Which lines in the rows below contain the word "white"? Extract each of them.

(Annotated coordinate records)
+-------+

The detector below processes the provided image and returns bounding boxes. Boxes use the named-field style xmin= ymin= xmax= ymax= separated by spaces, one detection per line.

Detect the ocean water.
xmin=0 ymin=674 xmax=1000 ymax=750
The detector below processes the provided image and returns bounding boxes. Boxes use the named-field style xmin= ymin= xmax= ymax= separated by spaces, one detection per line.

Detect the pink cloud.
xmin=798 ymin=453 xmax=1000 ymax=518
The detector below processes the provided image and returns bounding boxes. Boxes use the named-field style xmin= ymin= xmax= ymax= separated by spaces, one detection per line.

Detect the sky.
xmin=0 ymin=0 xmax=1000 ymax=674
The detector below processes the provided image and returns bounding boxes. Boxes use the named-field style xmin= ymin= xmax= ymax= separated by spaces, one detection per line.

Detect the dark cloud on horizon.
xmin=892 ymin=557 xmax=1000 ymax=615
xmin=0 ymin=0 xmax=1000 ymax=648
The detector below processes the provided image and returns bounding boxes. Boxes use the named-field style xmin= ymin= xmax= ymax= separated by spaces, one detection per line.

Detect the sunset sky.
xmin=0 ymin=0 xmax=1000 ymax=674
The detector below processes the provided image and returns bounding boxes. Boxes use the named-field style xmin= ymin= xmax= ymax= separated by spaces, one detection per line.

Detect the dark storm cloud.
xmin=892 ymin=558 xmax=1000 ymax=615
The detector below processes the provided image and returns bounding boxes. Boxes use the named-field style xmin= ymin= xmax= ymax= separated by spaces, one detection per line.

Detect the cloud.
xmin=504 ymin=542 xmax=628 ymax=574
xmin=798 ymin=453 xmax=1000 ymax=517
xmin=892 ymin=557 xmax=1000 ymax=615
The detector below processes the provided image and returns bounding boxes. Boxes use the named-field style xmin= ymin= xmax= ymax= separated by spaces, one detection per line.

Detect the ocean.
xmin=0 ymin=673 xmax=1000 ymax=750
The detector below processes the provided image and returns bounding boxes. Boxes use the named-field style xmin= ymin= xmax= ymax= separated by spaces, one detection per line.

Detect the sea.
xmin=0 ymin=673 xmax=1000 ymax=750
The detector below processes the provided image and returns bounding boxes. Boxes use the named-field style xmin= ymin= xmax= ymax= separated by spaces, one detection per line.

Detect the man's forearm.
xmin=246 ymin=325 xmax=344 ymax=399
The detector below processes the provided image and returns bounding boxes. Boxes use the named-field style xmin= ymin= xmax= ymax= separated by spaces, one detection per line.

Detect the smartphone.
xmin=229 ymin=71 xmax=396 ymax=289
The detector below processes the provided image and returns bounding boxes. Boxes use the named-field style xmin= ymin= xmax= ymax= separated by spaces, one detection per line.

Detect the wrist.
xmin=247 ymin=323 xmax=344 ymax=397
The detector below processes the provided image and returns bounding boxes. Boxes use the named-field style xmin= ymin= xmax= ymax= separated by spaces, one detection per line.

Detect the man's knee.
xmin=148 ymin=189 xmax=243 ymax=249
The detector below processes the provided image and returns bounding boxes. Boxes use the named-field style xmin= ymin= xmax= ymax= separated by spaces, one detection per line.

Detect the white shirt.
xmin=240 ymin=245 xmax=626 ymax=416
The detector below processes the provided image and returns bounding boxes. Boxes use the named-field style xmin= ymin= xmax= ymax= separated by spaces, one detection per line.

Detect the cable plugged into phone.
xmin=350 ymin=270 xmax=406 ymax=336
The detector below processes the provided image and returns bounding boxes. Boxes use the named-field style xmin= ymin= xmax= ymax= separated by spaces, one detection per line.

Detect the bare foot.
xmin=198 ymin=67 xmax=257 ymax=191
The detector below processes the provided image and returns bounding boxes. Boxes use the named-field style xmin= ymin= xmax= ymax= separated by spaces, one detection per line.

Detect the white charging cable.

+-------+

__SOLVED EXERCISE__.
Detect the white shirt.
Detect the white charging cable.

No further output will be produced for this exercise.